**Given task**
Gather every line of the records below that contains the string "spoon", matching uppercase and lowercase letters exactly.

Entries from a set of point annotations
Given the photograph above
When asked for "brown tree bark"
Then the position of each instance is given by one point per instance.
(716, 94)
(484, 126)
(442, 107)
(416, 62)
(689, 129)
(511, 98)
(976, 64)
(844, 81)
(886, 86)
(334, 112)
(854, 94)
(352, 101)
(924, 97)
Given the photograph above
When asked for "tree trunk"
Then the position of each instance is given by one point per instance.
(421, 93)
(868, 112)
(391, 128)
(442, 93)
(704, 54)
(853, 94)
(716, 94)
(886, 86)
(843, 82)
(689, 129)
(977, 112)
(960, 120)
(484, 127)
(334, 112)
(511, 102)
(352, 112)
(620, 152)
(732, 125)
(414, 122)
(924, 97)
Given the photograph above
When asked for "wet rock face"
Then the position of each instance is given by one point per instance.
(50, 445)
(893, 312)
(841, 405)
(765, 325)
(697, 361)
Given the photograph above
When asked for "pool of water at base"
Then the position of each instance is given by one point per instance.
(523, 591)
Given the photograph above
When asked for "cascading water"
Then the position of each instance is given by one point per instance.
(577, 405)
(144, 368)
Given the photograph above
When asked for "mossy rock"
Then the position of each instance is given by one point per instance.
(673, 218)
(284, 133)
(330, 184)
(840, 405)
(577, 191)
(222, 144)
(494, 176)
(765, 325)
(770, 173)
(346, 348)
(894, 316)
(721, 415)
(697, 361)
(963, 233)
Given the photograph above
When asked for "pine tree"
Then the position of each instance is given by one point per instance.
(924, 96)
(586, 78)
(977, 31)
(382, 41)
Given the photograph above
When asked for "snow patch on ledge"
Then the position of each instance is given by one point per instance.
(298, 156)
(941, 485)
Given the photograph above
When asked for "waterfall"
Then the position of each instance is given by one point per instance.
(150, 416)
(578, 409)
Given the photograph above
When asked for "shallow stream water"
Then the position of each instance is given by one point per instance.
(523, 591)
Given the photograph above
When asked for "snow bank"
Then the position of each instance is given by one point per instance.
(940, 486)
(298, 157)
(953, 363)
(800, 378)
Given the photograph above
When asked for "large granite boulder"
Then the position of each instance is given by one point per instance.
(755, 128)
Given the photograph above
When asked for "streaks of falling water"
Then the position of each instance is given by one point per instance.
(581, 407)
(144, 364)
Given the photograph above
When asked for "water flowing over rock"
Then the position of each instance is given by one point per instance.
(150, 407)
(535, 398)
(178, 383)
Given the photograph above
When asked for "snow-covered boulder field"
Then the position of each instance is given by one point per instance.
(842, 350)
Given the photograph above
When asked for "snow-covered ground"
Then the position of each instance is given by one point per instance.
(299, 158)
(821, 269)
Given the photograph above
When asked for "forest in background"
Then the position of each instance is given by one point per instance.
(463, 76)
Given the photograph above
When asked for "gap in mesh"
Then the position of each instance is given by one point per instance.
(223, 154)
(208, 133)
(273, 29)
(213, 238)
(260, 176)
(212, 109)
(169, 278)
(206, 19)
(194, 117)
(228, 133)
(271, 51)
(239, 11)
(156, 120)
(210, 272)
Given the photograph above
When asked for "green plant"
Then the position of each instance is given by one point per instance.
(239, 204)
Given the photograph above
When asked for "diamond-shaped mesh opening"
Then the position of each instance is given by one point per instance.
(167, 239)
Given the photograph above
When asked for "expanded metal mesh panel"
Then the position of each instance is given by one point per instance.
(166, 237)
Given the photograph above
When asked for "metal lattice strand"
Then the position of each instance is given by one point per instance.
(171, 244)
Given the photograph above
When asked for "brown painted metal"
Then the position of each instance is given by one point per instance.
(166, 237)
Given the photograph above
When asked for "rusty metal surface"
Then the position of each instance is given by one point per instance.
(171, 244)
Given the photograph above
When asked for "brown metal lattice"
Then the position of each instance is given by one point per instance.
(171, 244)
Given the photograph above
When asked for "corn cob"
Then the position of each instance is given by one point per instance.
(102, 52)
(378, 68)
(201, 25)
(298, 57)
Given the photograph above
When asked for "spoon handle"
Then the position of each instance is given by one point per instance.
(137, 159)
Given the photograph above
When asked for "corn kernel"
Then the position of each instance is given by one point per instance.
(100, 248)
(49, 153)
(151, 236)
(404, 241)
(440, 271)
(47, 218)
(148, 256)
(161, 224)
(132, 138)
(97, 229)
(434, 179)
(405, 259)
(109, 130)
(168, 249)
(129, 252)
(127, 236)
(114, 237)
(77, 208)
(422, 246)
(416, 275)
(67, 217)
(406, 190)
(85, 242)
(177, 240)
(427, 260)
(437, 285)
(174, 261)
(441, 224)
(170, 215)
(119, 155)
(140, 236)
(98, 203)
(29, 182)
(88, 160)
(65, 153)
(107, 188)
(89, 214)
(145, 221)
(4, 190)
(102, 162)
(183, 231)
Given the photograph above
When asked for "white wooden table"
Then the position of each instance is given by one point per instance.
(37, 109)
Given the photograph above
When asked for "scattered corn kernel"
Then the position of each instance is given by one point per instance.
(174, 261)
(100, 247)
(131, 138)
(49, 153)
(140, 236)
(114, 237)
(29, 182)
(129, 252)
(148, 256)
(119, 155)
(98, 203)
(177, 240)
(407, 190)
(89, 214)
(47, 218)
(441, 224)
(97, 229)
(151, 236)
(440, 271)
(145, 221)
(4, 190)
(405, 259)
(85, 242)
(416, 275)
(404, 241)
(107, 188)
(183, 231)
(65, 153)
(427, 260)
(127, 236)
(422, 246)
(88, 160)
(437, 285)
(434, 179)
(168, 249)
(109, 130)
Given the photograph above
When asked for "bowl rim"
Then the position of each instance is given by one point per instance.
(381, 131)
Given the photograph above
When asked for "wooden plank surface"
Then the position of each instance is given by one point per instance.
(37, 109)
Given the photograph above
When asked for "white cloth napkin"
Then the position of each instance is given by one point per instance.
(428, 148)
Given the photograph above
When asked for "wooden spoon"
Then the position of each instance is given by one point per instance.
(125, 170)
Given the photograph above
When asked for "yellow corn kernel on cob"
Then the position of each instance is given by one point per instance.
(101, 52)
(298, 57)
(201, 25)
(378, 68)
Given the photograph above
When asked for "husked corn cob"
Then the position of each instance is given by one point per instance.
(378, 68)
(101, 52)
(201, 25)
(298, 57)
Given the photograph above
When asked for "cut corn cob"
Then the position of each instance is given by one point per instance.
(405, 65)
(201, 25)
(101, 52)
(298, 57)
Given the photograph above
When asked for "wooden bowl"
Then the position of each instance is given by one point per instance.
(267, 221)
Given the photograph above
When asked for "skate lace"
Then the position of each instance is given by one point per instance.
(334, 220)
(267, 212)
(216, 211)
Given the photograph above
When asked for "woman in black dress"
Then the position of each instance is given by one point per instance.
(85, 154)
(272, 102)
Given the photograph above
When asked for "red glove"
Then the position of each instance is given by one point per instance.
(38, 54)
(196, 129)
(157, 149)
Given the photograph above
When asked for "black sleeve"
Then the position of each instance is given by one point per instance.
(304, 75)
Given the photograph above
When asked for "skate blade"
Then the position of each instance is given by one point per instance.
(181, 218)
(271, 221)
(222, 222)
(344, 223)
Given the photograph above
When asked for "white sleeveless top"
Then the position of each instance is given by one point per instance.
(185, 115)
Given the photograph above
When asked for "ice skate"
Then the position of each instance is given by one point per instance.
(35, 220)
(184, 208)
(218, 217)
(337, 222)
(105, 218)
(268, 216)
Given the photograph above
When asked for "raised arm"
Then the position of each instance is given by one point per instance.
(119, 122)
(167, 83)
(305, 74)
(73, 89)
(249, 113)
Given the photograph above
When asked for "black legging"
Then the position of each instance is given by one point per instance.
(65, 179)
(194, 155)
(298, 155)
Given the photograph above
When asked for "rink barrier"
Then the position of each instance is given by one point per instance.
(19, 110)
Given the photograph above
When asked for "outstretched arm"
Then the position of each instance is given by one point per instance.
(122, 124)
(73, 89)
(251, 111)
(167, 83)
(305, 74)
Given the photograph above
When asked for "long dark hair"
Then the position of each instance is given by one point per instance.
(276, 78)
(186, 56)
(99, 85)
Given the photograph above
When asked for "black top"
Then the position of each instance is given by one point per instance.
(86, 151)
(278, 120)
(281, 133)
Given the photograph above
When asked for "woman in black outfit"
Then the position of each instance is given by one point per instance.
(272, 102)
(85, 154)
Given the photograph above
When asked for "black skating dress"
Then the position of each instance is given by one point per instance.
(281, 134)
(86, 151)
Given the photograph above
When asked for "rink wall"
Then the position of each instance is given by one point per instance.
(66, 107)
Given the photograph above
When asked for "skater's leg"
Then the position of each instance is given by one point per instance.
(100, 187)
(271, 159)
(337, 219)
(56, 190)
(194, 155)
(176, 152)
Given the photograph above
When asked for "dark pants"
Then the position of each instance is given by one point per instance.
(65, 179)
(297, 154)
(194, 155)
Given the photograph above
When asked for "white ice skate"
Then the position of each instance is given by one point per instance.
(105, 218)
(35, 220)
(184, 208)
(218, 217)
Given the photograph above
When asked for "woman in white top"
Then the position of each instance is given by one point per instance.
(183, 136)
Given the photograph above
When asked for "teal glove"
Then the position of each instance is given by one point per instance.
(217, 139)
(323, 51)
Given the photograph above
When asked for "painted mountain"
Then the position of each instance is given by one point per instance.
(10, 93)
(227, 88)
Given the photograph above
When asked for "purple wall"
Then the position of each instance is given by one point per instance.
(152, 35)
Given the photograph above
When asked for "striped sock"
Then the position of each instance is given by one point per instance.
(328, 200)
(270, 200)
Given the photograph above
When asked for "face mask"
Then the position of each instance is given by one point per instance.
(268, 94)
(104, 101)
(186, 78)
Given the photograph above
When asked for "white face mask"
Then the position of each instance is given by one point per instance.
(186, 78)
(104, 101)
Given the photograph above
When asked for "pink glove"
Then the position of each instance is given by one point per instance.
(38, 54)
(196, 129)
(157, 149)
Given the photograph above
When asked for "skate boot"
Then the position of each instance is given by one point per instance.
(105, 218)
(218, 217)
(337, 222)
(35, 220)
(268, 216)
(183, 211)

**Worked solution**
When asked for "spoon handle"
When asked for "wooden spoon"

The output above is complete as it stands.